◆ **Dataset records**:
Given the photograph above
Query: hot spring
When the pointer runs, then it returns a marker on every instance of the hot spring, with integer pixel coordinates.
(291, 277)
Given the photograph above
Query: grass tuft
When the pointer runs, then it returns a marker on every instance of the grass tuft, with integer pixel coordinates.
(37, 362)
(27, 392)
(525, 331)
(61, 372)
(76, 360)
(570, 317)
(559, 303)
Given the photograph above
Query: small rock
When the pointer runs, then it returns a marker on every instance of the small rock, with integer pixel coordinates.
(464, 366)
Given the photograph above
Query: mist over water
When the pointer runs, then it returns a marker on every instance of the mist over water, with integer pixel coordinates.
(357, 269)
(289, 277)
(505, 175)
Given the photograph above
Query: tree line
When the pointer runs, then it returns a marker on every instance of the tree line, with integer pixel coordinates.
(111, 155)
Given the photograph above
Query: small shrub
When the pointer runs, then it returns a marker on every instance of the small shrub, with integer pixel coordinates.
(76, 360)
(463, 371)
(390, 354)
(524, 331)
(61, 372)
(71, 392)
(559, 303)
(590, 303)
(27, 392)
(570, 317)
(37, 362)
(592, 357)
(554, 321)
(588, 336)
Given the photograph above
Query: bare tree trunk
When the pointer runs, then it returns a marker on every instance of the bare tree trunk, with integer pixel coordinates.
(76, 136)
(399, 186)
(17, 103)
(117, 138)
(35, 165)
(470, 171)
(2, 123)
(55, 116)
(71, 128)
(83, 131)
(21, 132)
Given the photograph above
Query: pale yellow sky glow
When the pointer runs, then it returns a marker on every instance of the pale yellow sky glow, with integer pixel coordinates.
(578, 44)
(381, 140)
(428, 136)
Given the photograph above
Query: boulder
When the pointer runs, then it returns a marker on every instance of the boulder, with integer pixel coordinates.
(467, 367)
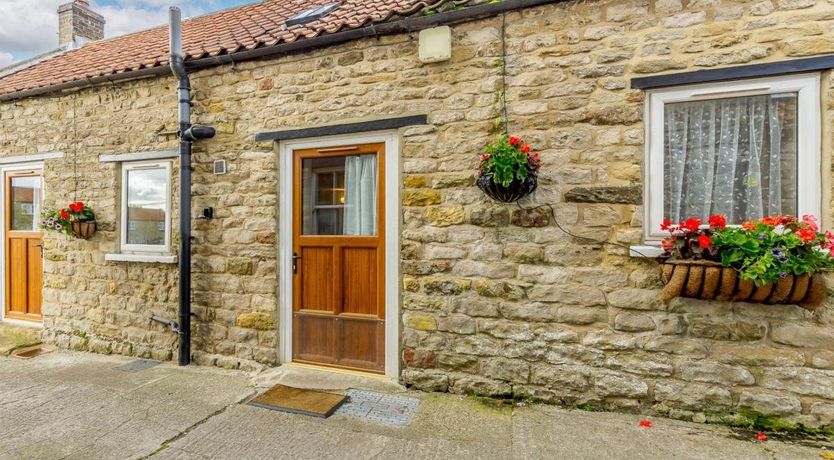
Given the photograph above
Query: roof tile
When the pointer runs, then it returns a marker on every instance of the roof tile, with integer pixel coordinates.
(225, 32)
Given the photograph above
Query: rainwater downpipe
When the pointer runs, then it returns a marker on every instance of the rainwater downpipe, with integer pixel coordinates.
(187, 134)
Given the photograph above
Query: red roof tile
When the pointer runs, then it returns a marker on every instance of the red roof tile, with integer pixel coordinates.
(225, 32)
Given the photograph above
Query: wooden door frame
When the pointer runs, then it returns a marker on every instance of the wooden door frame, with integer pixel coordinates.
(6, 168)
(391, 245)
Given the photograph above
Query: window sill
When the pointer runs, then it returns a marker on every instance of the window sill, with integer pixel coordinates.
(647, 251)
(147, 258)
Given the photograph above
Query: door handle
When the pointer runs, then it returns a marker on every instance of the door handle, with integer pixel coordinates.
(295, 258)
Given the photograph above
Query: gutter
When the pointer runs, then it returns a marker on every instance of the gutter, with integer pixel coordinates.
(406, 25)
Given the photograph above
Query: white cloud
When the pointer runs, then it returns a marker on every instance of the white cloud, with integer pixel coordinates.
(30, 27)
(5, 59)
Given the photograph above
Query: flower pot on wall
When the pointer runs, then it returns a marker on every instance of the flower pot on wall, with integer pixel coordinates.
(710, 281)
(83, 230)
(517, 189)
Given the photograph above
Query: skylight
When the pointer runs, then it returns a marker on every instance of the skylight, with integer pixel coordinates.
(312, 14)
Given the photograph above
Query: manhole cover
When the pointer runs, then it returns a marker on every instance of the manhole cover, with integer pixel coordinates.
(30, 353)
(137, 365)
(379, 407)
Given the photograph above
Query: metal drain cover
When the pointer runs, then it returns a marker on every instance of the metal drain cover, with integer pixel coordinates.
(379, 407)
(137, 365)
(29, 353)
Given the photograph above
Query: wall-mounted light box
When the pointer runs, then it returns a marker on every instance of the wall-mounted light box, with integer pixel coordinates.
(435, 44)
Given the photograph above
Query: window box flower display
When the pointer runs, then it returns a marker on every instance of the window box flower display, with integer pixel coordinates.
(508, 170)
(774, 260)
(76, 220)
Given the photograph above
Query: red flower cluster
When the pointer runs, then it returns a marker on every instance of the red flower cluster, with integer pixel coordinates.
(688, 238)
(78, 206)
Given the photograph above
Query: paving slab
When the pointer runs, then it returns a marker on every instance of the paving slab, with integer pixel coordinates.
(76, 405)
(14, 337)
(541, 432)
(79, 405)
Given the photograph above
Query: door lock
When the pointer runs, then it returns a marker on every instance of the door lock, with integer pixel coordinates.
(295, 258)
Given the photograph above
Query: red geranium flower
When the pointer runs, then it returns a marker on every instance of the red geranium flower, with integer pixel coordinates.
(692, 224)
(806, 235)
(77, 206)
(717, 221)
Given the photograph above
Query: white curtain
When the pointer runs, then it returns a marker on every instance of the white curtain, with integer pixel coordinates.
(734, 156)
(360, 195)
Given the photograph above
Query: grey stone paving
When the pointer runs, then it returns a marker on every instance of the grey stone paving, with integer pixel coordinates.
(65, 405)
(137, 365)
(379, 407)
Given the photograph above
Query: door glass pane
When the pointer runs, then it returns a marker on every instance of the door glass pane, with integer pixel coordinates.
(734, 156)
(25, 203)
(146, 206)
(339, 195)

--

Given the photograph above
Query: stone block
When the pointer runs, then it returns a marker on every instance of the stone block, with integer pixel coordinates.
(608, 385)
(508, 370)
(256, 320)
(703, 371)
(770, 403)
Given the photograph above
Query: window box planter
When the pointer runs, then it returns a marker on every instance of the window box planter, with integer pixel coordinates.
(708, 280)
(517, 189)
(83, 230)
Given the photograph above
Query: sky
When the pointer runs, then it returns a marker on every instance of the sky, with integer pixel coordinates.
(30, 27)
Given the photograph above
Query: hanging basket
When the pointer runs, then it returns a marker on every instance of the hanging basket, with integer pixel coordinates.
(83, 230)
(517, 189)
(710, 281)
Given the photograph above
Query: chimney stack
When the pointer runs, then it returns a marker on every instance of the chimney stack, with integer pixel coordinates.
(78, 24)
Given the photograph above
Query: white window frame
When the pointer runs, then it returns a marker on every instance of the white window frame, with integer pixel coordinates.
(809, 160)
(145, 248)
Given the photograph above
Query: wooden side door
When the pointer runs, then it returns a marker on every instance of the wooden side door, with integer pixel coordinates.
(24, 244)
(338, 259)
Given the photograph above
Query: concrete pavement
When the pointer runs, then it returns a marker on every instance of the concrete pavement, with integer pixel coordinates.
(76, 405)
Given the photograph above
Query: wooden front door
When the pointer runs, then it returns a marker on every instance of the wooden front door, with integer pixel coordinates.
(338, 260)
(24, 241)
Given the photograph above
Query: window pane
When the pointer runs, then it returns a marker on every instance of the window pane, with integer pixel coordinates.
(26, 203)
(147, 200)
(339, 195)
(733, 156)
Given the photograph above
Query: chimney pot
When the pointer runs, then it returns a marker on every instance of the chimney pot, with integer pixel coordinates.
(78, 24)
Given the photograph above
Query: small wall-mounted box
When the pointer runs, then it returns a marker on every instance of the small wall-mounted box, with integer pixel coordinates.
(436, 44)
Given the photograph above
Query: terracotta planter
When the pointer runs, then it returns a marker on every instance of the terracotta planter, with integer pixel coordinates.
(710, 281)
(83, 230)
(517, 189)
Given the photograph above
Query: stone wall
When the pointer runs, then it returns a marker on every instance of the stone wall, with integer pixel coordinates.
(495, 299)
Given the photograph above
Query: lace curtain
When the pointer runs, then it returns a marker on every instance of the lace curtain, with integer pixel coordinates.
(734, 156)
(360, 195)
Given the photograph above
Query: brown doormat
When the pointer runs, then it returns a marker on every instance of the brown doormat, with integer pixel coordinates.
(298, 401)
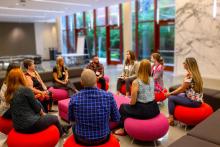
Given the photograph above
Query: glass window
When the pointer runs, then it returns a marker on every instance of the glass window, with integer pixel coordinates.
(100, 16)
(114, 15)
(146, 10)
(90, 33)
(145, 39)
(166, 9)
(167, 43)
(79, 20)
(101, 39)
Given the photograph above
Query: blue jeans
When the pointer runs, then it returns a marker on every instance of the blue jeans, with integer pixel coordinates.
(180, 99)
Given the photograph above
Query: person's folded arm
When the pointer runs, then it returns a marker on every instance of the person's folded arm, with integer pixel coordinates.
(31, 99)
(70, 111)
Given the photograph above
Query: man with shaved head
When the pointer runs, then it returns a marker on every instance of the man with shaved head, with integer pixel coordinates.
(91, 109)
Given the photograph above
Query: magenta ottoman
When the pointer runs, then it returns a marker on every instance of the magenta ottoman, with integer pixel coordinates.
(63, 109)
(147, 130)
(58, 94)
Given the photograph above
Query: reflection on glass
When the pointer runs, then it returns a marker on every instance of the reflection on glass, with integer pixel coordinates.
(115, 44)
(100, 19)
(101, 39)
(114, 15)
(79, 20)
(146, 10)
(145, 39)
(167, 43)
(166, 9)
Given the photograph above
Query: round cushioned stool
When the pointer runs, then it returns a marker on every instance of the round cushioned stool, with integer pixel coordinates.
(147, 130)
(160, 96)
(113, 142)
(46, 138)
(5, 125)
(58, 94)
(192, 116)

◆ **Prompt**:
Of the entries above, repeat exactly the lines from the line with "manhole cover, with integer pixel coordinates." through the line with "Query: door lock", both of them included.

◆ **Answer to this exercise**:
When the pointer runs, then it returns a marker on every instance of the manhole cover, with integer pixel coordinates.
(30, 353)
(137, 365)
(379, 407)
Given the photograph above
Query: metal drain cover
When the pointer runs, then it returns a marker on every instance of the metal drain cover, with integer pixel coordinates.
(379, 407)
(137, 365)
(29, 353)
Given the photograph above
Query: wall-mounted light box
When the pointer runs, then it returns a marker on every instance of the wall-mounted light box, with integer pixel coordinates.
(435, 44)
Given the photograph above
Query: window box flower display
When the pointer runs, then it returns a marker on every instance of the window box flower display, with integer pixel coordinates.
(508, 170)
(774, 260)
(76, 220)
Given the photograph above
Query: red flower cluster
When the pointer runs, then it returns a marker on every instance of the red flower cluster, with integer pixel coordinates.
(688, 238)
(78, 206)
Given the photograph above
Query: paving slab
When the pointer runs, then it returns a marker on every instance of the paving slab, with integer pixel coordinates.
(76, 405)
(14, 337)
(541, 432)
(79, 405)
Given the photograph above
Query: door lock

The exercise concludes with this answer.